▶ HOW TO COMPLETE THIS TASK
Only the lines of the data below from the one with "Place one point per instance of the rural" through the one with "Place one point per instance of the stacked" are wanted. Repeat them exactly.

#### SUPPLIED RECORDS ####

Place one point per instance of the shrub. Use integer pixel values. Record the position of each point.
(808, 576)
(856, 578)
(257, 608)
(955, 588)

####
#### SUPPLIED RECORDS ####

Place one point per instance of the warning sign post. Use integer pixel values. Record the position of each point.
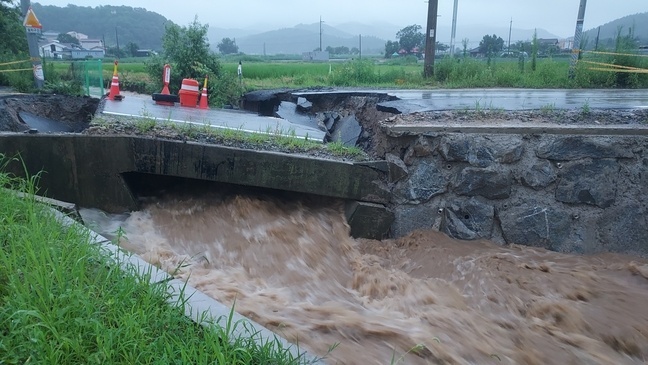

####
#### SUPPLIED RECORDS ####

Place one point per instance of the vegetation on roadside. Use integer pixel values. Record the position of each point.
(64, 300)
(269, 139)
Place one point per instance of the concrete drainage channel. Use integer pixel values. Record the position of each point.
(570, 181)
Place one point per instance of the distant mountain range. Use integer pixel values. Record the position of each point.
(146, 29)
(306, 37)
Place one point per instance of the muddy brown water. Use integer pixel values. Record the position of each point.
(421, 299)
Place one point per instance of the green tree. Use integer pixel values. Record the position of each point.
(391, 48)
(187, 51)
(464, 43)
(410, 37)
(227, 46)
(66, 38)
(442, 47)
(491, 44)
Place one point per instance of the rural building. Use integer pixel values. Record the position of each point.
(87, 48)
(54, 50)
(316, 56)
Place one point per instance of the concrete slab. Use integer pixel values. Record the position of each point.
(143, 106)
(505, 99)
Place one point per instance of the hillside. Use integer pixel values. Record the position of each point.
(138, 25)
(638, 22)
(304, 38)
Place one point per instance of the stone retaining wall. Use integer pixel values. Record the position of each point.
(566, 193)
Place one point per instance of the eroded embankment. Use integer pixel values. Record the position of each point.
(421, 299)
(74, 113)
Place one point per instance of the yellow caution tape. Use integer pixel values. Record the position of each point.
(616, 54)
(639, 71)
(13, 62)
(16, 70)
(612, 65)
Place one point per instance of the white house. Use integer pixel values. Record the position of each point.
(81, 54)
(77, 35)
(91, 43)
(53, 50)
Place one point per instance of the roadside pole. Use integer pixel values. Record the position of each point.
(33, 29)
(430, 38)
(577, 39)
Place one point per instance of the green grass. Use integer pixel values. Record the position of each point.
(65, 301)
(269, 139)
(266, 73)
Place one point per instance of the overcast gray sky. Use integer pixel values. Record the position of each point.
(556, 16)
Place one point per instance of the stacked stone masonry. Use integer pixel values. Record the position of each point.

####

▶ SOLVED EXERCISE
Place one point per instance of the rural building. Use integer pixel values. Record the position of each point.
(87, 48)
(54, 50)
(316, 56)
Place one point per instance of the concrete slab. Use integer pixel values. Record the position of each point.
(143, 106)
(505, 99)
Place one point per instance of the hillside. Use integer pixel values. Record the position of each point.
(138, 25)
(638, 22)
(304, 38)
Place one point per instance of the stone retaining wall. Use integer pixel values. Record the position of each point.
(566, 193)
Place one point per instance of the eroded embankment. Use integer pixel values. Record the position of each point.
(421, 299)
(74, 113)
Place one point per instance of the yellow caution tape. Use integer pixel values. Record the position of each point.
(616, 54)
(639, 71)
(13, 62)
(16, 70)
(612, 65)
Place one point per instance of the white house. Use integer pixel values. Record the position of each point.
(81, 54)
(77, 35)
(91, 43)
(53, 50)
Place one point per instance of the roadside pole. Use integer pixel values. Record the position of each point.
(33, 29)
(430, 38)
(577, 39)
Place one point per instance of the green grass. Use integer pixel values. Record the position of each point.
(65, 301)
(269, 139)
(266, 73)
Place one point per instance of the overcast gray sky. Use integer pixel values. Record the position of each point.
(556, 16)
Place one point per instance of the stacked stone masonry. Use integer pixel values. Record the position of each point.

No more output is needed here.